** Goal of the exercise **
Below are records; write all of them out exactly.

Saved entries:
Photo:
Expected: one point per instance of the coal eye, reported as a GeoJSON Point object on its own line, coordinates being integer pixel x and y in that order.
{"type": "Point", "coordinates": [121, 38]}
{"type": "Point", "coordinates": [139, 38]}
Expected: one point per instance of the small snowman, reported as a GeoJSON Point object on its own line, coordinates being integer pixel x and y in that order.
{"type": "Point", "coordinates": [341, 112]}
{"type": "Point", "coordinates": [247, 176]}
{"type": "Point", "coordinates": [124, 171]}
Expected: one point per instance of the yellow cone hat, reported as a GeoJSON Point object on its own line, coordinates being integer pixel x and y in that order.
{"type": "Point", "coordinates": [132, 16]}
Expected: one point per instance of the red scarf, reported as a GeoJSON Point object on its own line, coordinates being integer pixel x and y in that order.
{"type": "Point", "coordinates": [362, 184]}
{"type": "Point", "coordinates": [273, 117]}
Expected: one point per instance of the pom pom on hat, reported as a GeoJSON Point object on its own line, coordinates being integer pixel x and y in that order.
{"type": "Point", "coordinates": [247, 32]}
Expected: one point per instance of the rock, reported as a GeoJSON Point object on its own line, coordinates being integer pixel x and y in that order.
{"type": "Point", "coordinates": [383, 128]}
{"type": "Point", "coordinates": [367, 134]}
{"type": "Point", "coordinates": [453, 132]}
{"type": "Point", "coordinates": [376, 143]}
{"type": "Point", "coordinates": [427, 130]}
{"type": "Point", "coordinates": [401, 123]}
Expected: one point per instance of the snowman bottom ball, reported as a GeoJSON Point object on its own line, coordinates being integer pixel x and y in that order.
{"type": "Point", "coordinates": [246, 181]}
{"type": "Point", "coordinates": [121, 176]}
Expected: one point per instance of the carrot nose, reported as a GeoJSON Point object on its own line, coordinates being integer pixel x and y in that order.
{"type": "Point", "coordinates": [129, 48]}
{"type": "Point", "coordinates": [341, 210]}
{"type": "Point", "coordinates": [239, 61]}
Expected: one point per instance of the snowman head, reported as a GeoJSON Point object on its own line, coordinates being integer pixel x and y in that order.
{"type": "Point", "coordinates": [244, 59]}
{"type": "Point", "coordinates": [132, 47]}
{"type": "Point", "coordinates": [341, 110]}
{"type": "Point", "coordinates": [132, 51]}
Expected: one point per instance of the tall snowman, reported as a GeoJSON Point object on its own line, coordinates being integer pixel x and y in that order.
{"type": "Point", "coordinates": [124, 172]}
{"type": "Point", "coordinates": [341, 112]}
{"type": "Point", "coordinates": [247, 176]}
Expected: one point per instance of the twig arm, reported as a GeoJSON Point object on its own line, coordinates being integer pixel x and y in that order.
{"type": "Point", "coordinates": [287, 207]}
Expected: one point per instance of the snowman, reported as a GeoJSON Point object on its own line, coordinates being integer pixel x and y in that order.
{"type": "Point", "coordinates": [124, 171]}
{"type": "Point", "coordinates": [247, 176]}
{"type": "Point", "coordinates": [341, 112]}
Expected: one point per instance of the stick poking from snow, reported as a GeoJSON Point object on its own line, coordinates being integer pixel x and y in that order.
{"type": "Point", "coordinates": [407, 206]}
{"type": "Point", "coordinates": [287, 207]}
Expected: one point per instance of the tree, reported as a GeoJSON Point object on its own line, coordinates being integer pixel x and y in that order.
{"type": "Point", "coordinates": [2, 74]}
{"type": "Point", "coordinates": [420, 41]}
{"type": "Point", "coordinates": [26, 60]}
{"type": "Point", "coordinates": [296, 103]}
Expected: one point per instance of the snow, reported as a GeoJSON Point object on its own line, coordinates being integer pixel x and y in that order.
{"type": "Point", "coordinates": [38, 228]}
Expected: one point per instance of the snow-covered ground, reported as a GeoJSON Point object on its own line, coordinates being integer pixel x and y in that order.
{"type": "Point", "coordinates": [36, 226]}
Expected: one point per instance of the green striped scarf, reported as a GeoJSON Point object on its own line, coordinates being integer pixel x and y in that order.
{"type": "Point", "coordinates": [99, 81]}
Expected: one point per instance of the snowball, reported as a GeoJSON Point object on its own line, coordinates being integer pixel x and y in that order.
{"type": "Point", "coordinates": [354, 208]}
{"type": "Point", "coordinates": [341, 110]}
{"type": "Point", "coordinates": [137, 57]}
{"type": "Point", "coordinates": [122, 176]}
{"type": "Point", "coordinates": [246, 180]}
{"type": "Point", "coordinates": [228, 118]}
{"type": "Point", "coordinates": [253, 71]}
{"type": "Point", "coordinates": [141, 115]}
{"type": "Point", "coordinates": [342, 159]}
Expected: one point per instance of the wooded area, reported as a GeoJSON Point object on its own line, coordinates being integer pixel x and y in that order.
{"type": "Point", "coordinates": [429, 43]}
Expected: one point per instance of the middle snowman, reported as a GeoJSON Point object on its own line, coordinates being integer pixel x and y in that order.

** Answer to this problem **
Photo:
Expected: one point per instance of the coal eye, reported as a GeoJSON Point object on its own line, coordinates being integer pixel x and y in that order.
{"type": "Point", "coordinates": [121, 38]}
{"type": "Point", "coordinates": [139, 38]}
Expected: one point per instance of the small snowman, reported as a GeoJSON Point object on its own line, coordinates being integer pixel x and y in that order.
{"type": "Point", "coordinates": [341, 112]}
{"type": "Point", "coordinates": [247, 176]}
{"type": "Point", "coordinates": [124, 171]}
Expected: one point per instance of the yellow cone hat, reported as a GeoJSON Point object on its own line, coordinates being integer pixel x and y in that order.
{"type": "Point", "coordinates": [132, 16]}
Expected: one point per instance of the red scarf, reported as a GeoJSON Point object on its own line, coordinates being integer pixel x and y in that order.
{"type": "Point", "coordinates": [362, 184]}
{"type": "Point", "coordinates": [273, 117]}
Expected: one point per instance of the pom pom on hat, reported as a GeoJSON Point object on its own line, coordinates being integer pixel x and y in that order.
{"type": "Point", "coordinates": [247, 32]}
Expected: one point per instance of the rock, reported as a GeoJSON Point object on its own line, coordinates being integer pixel x and y in that order.
{"type": "Point", "coordinates": [383, 128]}
{"type": "Point", "coordinates": [367, 134]}
{"type": "Point", "coordinates": [453, 132]}
{"type": "Point", "coordinates": [376, 143]}
{"type": "Point", "coordinates": [427, 130]}
{"type": "Point", "coordinates": [401, 123]}
Expected: one point per instance of the snowman bottom ball, reported as a GeoJSON Point object on its own line, coordinates being integer pixel x and y in that order.
{"type": "Point", "coordinates": [246, 181]}
{"type": "Point", "coordinates": [121, 176]}
Expected: one point per instance of the carrot nose, reported as a GeoJSON Point object on its own line, coordinates being integer pixel x and y in that order.
{"type": "Point", "coordinates": [129, 48]}
{"type": "Point", "coordinates": [341, 210]}
{"type": "Point", "coordinates": [239, 61]}
Expected: one point per instance of the snowman head, reported as a GeoJSON Point object on its own line, coordinates being integer pixel x and y in that order.
{"type": "Point", "coordinates": [244, 59]}
{"type": "Point", "coordinates": [132, 47]}
{"type": "Point", "coordinates": [341, 110]}
{"type": "Point", "coordinates": [132, 51]}
Expected: one point per instance of the tall snowman, reported as a GeoJSON Point object on its own line, coordinates being integer pixel x and y in that order.
{"type": "Point", "coordinates": [124, 172]}
{"type": "Point", "coordinates": [341, 112]}
{"type": "Point", "coordinates": [247, 176]}
Expected: one point per instance of the twig arm, reported as a GeoJSON Point object on its own line, coordinates being integer pixel x and y in that order.
{"type": "Point", "coordinates": [287, 207]}
Expected: one point per instance of the snowman, reported as a GeoJSON Point object on its own line, coordinates being integer pixel x and y in that order.
{"type": "Point", "coordinates": [124, 171]}
{"type": "Point", "coordinates": [247, 176]}
{"type": "Point", "coordinates": [341, 112]}
Expected: one point per instance of the stick poking from snow, reported as a GeoJSON Point object on its own line, coordinates being integer pixel x and y in that order.
{"type": "Point", "coordinates": [407, 206]}
{"type": "Point", "coordinates": [287, 207]}
Expected: one point per instance of the tree, reported as a GeoJSON Point object on its own line, coordinates being integer pixel x and y in that order.
{"type": "Point", "coordinates": [2, 74]}
{"type": "Point", "coordinates": [420, 41]}
{"type": "Point", "coordinates": [26, 60]}
{"type": "Point", "coordinates": [296, 103]}
Expected: one point per instance of the snow, reported as a GeoJSON Point object on its own line, coordinates being integer pixel x and y in that order.
{"type": "Point", "coordinates": [38, 228]}
Expected: one point per instance of the snow-covered ground, reported as a GeoJSON Point object on its own line, coordinates being integer pixel x and y in that order.
{"type": "Point", "coordinates": [36, 226]}
Expected: one point per instance of the green striped scarf, reported as a GeoJSON Point object on its own line, coordinates being integer pixel x and y in that order.
{"type": "Point", "coordinates": [99, 81]}
Expected: one point per instance of the snowball, reported as a GeoJSON Point object on its own line, coordinates being integer pixel x and y in that order.
{"type": "Point", "coordinates": [354, 208]}
{"type": "Point", "coordinates": [341, 110]}
{"type": "Point", "coordinates": [137, 57]}
{"type": "Point", "coordinates": [122, 176]}
{"type": "Point", "coordinates": [246, 180]}
{"type": "Point", "coordinates": [228, 118]}
{"type": "Point", "coordinates": [253, 71]}
{"type": "Point", "coordinates": [141, 115]}
{"type": "Point", "coordinates": [342, 159]}
Expected: one point per instance of the wooded area, reported as a GeoJSON Point object on its own line, coordinates being integer pixel x and y in that order.
{"type": "Point", "coordinates": [429, 43]}
Expected: one point per instance of the middle snowman, reported as a GeoJSON Point object on its own line, coordinates being integer pixel x and y in that order.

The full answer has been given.